— EXERCISE DESCRIPTION —
Restate each of the lines given below, word for word.

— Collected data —
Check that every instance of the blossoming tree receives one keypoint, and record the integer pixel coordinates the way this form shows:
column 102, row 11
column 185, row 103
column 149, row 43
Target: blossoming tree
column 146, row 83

— OUTPUT OF THE EXERCISE —
Check that every instance of the blossoming tree receives one keypoint, and record the integer pixel coordinates the way this form shows:
column 102, row 11
column 185, row 103
column 149, row 43
Target: blossoming tree
column 146, row 83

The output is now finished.